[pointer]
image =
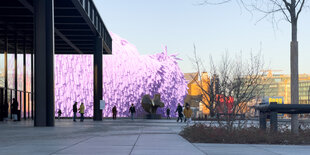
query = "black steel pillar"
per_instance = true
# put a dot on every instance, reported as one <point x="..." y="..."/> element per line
<point x="6" y="74"/>
<point x="273" y="120"/>
<point x="15" y="70"/>
<point x="44" y="63"/>
<point x="24" y="77"/>
<point x="98" y="79"/>
<point x="262" y="120"/>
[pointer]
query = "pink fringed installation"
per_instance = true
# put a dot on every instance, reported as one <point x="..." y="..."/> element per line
<point x="127" y="76"/>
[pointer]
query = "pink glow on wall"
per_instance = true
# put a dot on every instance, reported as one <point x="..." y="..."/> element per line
<point x="127" y="76"/>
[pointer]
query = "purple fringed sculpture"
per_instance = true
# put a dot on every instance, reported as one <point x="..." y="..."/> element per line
<point x="127" y="77"/>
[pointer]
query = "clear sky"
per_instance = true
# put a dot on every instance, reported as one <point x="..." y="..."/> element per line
<point x="152" y="24"/>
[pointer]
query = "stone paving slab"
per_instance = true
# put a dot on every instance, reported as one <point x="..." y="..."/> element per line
<point x="120" y="137"/>
<point x="252" y="149"/>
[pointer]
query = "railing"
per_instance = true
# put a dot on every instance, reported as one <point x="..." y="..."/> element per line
<point x="92" y="12"/>
<point x="25" y="106"/>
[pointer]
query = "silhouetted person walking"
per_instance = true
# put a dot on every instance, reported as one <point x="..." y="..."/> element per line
<point x="114" y="112"/>
<point x="179" y="110"/>
<point x="187" y="113"/>
<point x="81" y="109"/>
<point x="74" y="111"/>
<point x="132" y="111"/>
<point x="15" y="109"/>
<point x="168" y="113"/>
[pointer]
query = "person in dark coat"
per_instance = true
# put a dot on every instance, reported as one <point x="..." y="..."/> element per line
<point x="74" y="111"/>
<point x="132" y="111"/>
<point x="180" y="114"/>
<point x="59" y="114"/>
<point x="15" y="109"/>
<point x="114" y="112"/>
<point x="168" y="113"/>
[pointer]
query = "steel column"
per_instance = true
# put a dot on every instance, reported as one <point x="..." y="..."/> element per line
<point x="15" y="70"/>
<point x="44" y="63"/>
<point x="24" y="77"/>
<point x="98" y="79"/>
<point x="262" y="120"/>
<point x="32" y="92"/>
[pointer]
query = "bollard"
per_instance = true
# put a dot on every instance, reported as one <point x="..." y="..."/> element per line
<point x="262" y="120"/>
<point x="273" y="121"/>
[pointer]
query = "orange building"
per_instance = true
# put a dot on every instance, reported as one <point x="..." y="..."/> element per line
<point x="197" y="83"/>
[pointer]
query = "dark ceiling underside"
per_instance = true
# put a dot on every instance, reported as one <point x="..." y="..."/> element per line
<point x="72" y="33"/>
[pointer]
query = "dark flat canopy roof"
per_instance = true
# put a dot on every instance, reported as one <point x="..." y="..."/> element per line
<point x="285" y="108"/>
<point x="77" y="23"/>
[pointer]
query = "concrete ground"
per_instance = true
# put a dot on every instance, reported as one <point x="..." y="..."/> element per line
<point x="121" y="136"/>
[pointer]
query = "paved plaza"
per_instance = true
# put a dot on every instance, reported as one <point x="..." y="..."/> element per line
<point x="122" y="136"/>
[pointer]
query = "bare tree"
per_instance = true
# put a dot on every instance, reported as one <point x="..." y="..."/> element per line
<point x="291" y="11"/>
<point x="229" y="87"/>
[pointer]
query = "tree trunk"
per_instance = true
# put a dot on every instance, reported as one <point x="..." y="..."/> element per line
<point x="294" y="75"/>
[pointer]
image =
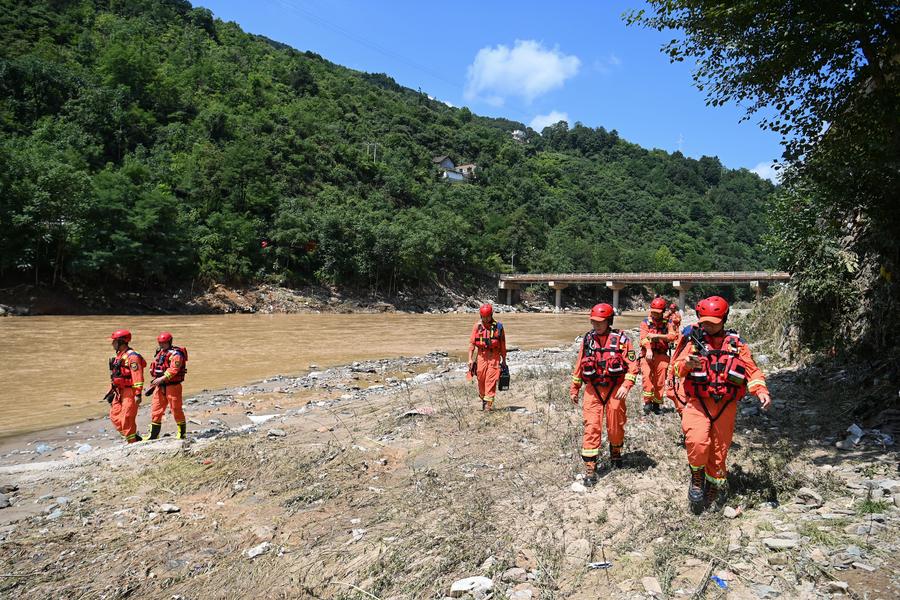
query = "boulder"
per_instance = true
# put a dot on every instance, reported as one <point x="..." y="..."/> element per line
<point x="780" y="544"/>
<point x="514" y="575"/>
<point x="477" y="586"/>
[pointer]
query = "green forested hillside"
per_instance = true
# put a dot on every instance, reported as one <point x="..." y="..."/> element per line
<point x="144" y="143"/>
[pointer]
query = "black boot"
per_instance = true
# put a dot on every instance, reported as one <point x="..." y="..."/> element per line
<point x="615" y="456"/>
<point x="695" y="491"/>
<point x="709" y="498"/>
<point x="590" y="473"/>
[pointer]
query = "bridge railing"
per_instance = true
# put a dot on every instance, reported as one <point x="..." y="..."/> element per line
<point x="655" y="277"/>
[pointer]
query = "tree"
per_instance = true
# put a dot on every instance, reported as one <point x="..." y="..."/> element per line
<point x="826" y="76"/>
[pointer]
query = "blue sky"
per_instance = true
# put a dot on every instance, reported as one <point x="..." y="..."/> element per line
<point x="529" y="61"/>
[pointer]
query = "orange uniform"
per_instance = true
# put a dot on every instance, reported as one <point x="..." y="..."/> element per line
<point x="606" y="363"/>
<point x="126" y="371"/>
<point x="672" y="385"/>
<point x="169" y="364"/>
<point x="491" y="345"/>
<point x="711" y="394"/>
<point x="655" y="356"/>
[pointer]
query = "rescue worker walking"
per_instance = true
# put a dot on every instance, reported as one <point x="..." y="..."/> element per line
<point x="674" y="316"/>
<point x="656" y="334"/>
<point x="607" y="363"/>
<point x="126" y="373"/>
<point x="715" y="369"/>
<point x="489" y="340"/>
<point x="168" y="369"/>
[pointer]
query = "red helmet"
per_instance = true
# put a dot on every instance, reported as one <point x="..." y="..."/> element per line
<point x="601" y="312"/>
<point x="658" y="304"/>
<point x="712" y="310"/>
<point x="121" y="334"/>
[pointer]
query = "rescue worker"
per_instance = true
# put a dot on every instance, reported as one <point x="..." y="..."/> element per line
<point x="126" y="373"/>
<point x="715" y="369"/>
<point x="607" y="363"/>
<point x="673" y="315"/>
<point x="656" y="335"/>
<point x="489" y="340"/>
<point x="167" y="369"/>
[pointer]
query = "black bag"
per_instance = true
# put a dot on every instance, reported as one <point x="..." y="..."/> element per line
<point x="504" y="378"/>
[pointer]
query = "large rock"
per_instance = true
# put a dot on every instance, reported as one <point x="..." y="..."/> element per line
<point x="651" y="586"/>
<point x="514" y="575"/>
<point x="578" y="553"/>
<point x="258" y="550"/>
<point x="810" y="497"/>
<point x="477" y="586"/>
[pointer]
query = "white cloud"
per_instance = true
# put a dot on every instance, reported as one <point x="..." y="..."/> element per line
<point x="539" y="122"/>
<point x="527" y="70"/>
<point x="450" y="104"/>
<point x="767" y="171"/>
<point x="607" y="64"/>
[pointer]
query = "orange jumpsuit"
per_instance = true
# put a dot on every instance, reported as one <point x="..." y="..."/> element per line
<point x="653" y="370"/>
<point x="127" y="374"/>
<point x="709" y="425"/>
<point x="600" y="398"/>
<point x="672" y="387"/>
<point x="491" y="345"/>
<point x="169" y="364"/>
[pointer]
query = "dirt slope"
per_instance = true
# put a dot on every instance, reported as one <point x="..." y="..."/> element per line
<point x="354" y="497"/>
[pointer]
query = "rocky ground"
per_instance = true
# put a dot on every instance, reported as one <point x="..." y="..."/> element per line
<point x="265" y="299"/>
<point x="382" y="480"/>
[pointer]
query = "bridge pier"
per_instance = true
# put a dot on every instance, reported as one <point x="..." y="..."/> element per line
<point x="760" y="288"/>
<point x="616" y="288"/>
<point x="558" y="287"/>
<point x="682" y="287"/>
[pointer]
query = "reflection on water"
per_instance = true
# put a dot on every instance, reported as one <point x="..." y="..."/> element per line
<point x="53" y="369"/>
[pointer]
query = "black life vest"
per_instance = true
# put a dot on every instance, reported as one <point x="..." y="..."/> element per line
<point x="489" y="339"/>
<point x="120" y="369"/>
<point x="661" y="328"/>
<point x="604" y="364"/>
<point x="163" y="359"/>
<point x="722" y="375"/>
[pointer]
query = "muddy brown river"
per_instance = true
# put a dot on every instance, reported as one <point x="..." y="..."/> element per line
<point x="53" y="370"/>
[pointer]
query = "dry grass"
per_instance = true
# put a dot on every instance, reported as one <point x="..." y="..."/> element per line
<point x="436" y="495"/>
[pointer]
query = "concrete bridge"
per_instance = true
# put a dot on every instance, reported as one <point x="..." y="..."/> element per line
<point x="681" y="281"/>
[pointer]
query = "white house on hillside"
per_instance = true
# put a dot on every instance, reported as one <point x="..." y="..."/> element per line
<point x="449" y="170"/>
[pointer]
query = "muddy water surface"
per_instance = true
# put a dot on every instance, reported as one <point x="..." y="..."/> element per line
<point x="53" y="369"/>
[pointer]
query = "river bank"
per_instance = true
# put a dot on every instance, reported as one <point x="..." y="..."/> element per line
<point x="226" y="351"/>
<point x="435" y="298"/>
<point x="383" y="476"/>
<point x="262" y="299"/>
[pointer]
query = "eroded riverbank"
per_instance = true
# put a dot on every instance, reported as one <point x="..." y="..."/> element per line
<point x="383" y="476"/>
<point x="54" y="368"/>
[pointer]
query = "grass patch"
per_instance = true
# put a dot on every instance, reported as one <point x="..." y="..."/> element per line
<point x="869" y="507"/>
<point x="818" y="536"/>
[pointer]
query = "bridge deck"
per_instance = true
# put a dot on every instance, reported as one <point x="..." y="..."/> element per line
<point x="661" y="277"/>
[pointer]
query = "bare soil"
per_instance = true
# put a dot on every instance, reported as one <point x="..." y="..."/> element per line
<point x="402" y="486"/>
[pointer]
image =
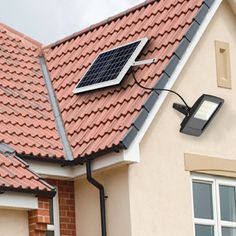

☆ ☆ ☆ ☆ ☆ ☆ ☆

### Do this
Extract from the records above each line containing the string "bridge", reproducing every such line in full.

### Solution for this task
query = "bridge railing"
query = "bridge pier"
query = "concrete bridge"
query = "bridge deck"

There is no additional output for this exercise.